Start of Input records

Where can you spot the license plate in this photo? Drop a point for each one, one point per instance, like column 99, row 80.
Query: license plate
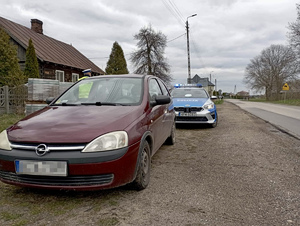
column 187, row 114
column 42, row 168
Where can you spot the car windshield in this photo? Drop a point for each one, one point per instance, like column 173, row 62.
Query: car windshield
column 189, row 93
column 103, row 91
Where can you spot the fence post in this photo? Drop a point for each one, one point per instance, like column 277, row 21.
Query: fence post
column 6, row 99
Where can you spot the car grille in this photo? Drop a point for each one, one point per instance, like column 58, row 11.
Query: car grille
column 188, row 109
column 183, row 118
column 58, row 181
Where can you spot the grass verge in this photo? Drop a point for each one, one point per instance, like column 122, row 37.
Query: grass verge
column 294, row 102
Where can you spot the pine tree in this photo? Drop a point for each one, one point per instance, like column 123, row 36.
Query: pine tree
column 31, row 64
column 116, row 63
column 10, row 72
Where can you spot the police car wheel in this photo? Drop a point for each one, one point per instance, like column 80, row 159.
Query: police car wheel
column 143, row 172
column 214, row 124
column 171, row 139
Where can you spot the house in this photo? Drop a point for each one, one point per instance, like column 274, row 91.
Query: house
column 57, row 60
column 206, row 84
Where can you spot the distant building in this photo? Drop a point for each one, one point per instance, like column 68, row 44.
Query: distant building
column 207, row 85
column 57, row 60
column 243, row 94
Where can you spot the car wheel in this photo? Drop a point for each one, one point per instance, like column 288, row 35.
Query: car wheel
column 214, row 124
column 171, row 139
column 143, row 172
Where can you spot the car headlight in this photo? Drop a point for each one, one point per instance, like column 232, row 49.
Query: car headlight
column 107, row 142
column 209, row 106
column 4, row 142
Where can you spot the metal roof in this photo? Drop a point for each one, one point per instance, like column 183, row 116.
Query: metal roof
column 48, row 49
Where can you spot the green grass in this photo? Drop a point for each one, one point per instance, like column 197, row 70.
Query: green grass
column 294, row 102
column 7, row 120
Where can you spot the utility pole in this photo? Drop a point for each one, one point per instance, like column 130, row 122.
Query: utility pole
column 189, row 79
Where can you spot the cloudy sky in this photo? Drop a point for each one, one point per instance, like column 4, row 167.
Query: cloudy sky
column 224, row 35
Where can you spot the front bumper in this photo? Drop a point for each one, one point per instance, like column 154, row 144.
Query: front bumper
column 85, row 171
column 201, row 117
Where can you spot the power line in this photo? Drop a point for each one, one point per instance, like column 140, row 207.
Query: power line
column 176, row 38
column 173, row 12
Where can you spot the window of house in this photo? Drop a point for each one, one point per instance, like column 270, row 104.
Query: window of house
column 60, row 75
column 75, row 77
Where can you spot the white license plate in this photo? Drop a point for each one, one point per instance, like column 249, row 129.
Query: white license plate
column 42, row 168
column 187, row 114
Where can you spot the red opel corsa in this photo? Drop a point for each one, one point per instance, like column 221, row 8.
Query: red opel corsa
column 101, row 133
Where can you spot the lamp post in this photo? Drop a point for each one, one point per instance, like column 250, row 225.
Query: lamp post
column 188, row 49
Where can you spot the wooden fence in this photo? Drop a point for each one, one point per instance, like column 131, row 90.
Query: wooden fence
column 13, row 99
column 30, row 97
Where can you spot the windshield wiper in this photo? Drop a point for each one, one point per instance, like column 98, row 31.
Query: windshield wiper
column 64, row 104
column 101, row 104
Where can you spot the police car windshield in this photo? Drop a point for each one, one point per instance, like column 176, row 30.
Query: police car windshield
column 189, row 93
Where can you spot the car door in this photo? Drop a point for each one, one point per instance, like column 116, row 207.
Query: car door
column 157, row 115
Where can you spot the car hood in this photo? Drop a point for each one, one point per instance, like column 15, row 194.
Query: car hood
column 72, row 124
column 187, row 102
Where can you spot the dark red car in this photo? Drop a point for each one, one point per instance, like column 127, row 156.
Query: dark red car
column 101, row 133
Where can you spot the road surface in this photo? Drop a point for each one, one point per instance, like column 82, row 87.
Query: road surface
column 285, row 117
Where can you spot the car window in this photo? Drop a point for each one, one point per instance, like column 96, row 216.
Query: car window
column 163, row 88
column 113, row 90
column 189, row 93
column 154, row 89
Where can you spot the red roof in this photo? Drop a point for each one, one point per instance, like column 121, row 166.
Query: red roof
column 48, row 49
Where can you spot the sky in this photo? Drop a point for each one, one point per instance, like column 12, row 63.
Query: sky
column 223, row 37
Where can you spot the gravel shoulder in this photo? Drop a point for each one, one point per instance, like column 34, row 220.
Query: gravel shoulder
column 243, row 172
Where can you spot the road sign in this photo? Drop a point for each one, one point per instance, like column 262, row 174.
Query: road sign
column 285, row 87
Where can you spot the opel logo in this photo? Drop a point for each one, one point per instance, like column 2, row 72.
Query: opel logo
column 41, row 149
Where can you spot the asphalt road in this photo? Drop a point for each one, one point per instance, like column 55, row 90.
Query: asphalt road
column 243, row 172
column 285, row 117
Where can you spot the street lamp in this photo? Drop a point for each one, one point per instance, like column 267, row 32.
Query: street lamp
column 188, row 48
column 210, row 75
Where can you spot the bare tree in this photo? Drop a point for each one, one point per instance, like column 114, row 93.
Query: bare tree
column 294, row 33
column 149, row 58
column 271, row 69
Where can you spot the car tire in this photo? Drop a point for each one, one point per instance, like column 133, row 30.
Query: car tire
column 171, row 139
column 143, row 171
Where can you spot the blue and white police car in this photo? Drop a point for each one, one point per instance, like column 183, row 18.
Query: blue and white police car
column 192, row 104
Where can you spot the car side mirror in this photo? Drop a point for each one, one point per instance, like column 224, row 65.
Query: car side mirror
column 49, row 100
column 160, row 100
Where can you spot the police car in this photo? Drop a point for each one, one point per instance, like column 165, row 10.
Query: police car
column 192, row 104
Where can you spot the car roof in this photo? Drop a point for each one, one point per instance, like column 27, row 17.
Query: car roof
column 119, row 76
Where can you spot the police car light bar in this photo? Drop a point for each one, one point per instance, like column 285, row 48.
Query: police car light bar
column 188, row 85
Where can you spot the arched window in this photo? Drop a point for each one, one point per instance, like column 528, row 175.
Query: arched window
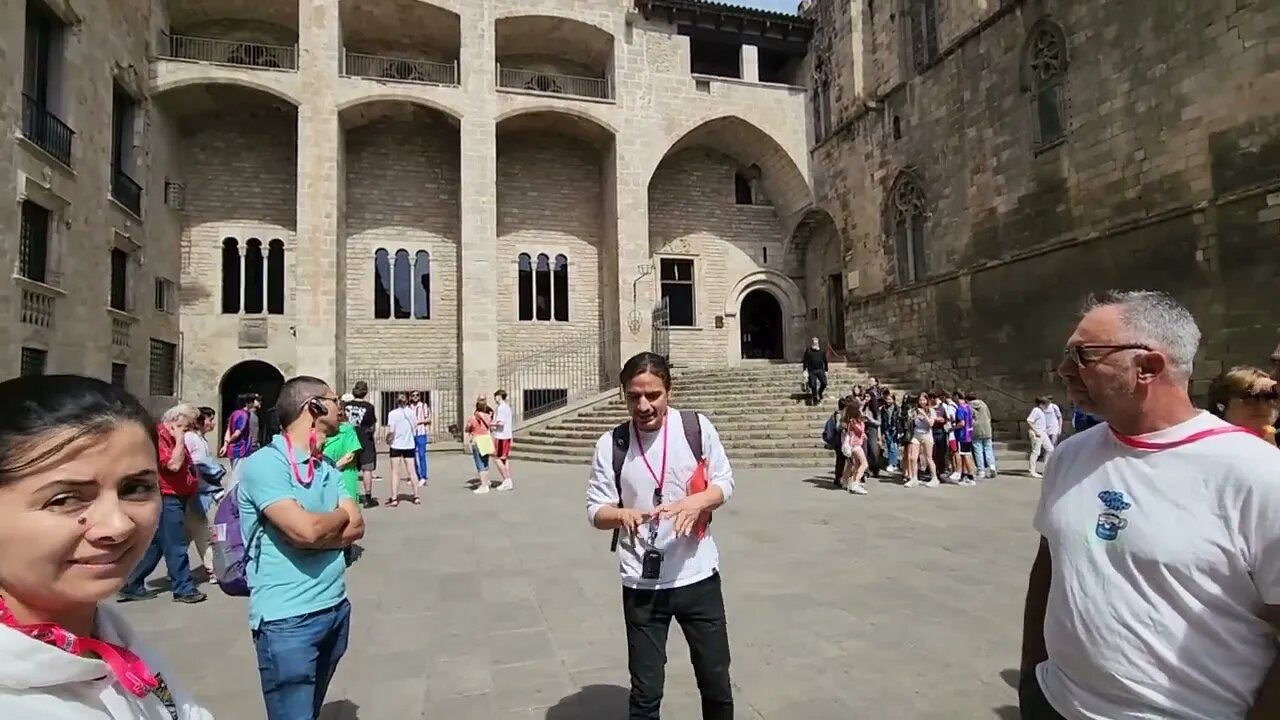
column 543, row 288
column 525, row 286
column 254, row 270
column 909, row 214
column 560, row 288
column 231, row 276
column 423, row 291
column 382, row 286
column 402, row 285
column 1045, row 78
column 275, row 277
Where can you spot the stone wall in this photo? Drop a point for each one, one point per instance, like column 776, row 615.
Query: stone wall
column 1161, row 181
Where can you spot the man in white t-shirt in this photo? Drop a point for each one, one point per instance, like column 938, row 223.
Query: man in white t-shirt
column 503, row 431
column 1156, row 591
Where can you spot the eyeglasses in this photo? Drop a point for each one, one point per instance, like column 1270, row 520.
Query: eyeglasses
column 1077, row 352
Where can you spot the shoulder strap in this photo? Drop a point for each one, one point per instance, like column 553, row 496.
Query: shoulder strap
column 693, row 432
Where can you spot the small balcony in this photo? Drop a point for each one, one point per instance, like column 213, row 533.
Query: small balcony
column 229, row 53
column 46, row 131
column 127, row 191
column 554, row 83
column 400, row 69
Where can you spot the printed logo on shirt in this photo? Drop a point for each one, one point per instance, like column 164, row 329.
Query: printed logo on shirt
column 1110, row 520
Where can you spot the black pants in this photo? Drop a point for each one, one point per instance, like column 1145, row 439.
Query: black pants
column 700, row 611
column 1032, row 701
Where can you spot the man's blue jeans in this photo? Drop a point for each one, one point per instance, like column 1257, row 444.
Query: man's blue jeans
column 420, row 456
column 297, row 657
column 169, row 542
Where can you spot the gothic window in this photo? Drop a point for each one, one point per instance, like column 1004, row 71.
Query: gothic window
column 423, row 290
column 402, row 286
column 909, row 215
column 1045, row 77
column 275, row 277
column 382, row 285
column 254, row 269
column 231, row 276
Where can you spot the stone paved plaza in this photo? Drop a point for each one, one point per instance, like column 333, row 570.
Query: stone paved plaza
column 903, row 604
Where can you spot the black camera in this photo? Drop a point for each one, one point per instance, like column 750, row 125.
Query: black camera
column 650, row 566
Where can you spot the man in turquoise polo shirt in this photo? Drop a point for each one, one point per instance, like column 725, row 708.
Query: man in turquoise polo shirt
column 296, row 519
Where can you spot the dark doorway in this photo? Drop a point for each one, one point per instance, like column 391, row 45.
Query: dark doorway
column 836, row 310
column 250, row 376
column 760, row 320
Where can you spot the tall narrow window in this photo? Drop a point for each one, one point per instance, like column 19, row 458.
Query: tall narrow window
column 423, row 288
column 119, row 279
column 525, row 286
column 33, row 242
column 543, row 288
column 402, row 285
column 275, row 277
column 382, row 285
column 909, row 215
column 560, row 288
column 231, row 276
column 1045, row 60
column 677, row 291
column 254, row 267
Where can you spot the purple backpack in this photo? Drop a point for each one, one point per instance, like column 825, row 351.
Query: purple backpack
column 231, row 548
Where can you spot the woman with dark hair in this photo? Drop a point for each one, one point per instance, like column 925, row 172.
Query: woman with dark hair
column 80, row 501
column 654, row 482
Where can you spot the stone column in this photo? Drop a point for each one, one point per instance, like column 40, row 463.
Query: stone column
column 478, row 247
column 314, row 260
column 750, row 63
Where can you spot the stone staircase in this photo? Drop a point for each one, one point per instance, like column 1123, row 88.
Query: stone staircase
column 758, row 409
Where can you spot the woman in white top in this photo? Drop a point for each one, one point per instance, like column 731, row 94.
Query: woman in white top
column 668, row 561
column 80, row 501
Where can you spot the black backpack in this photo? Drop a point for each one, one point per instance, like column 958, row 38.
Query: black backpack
column 693, row 424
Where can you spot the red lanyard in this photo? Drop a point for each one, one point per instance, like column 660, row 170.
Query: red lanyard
column 1194, row 437
column 293, row 464
column 658, row 479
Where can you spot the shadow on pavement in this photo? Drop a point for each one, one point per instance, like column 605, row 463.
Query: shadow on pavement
column 593, row 702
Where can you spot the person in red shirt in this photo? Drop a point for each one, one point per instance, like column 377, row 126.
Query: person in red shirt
column 177, row 488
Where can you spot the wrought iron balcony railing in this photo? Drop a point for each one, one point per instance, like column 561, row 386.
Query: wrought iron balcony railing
column 229, row 51
column 127, row 191
column 403, row 69
column 44, row 128
column 556, row 83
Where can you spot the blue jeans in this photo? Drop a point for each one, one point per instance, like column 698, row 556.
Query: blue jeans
column 297, row 657
column 984, row 454
column 169, row 542
column 420, row 456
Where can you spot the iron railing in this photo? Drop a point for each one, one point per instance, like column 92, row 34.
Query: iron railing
column 554, row 83
column 440, row 390
column 44, row 128
column 229, row 51
column 126, row 191
column 401, row 69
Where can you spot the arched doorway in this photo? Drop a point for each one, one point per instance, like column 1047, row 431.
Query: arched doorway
column 250, row 376
column 760, row 326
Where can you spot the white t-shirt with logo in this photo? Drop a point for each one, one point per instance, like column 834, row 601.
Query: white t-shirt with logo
column 1162, row 561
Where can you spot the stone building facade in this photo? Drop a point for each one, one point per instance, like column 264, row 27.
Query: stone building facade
column 447, row 195
column 991, row 164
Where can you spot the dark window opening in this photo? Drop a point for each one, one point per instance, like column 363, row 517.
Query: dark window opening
column 33, row 242
column 254, row 279
column 677, row 291
column 275, row 277
column 231, row 276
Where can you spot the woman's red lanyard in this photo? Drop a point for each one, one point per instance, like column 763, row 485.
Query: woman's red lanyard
column 1194, row 437
column 129, row 670
column 293, row 464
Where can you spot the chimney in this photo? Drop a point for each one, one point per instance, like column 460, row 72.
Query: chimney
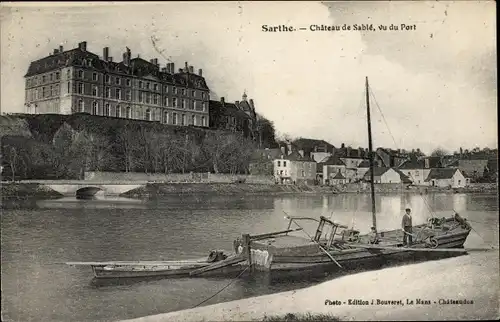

End of Input records

**Exercise aim**
Using the data above, transcribe the lines that run from the line with "Query: road sign" to the line with "Where can you spot the arched window", both ends kept, and output nothing else.

**Answer space**
Query: road sign
column 285, row 87
Where can you spot the opel logo in this photo? Drop a point for each one, one point per instance, like column 2, row 72.
Query: opel logo
column 41, row 149
Where can you spot the asphalt road in this photo? Drop a point for each one, one point per instance, like column 55, row 90.
Query: asphalt road
column 243, row 172
column 285, row 117
Where can you spot the street lamp in this photo? Drop a point for each one, one point per instance, like column 267, row 32.
Query: street lamp
column 188, row 48
column 210, row 75
Where can you spot the bare tree in this photo? Drop a point for each one, one point per instance, like column 114, row 93.
Query: bare tree
column 294, row 33
column 149, row 58
column 271, row 69
Where can you spot the car tire in this photo? Drop a point for each one, one point per instance, like column 133, row 30.
Query: car tire
column 171, row 139
column 143, row 171
Where can you spot the blue and white police car in this photo? Drop a point for each one, one point per instance, like column 183, row 18.
Query: blue and white police car
column 192, row 104
Where can you spot the car side mirror in this photo? Drop a point for each one, one point per instance, like column 224, row 65.
Query: car side mirror
column 49, row 100
column 160, row 100
Where can you spot the police car in this photo? Drop a point for each one, one point per instance, like column 165, row 10.
Query: police car
column 192, row 104
Where can you spot the car roof in this photo? Drop a point for each one, one point per instance, like column 27, row 17.
Query: car roof
column 119, row 76
Where can you spot the police car light bar in this photo? Drop a point for each one, one point per instance, like column 285, row 48.
Query: police car light bar
column 188, row 85
Where can you spot the arched window in this photo? Drop a point for each one, one point per instance, like column 528, row 175.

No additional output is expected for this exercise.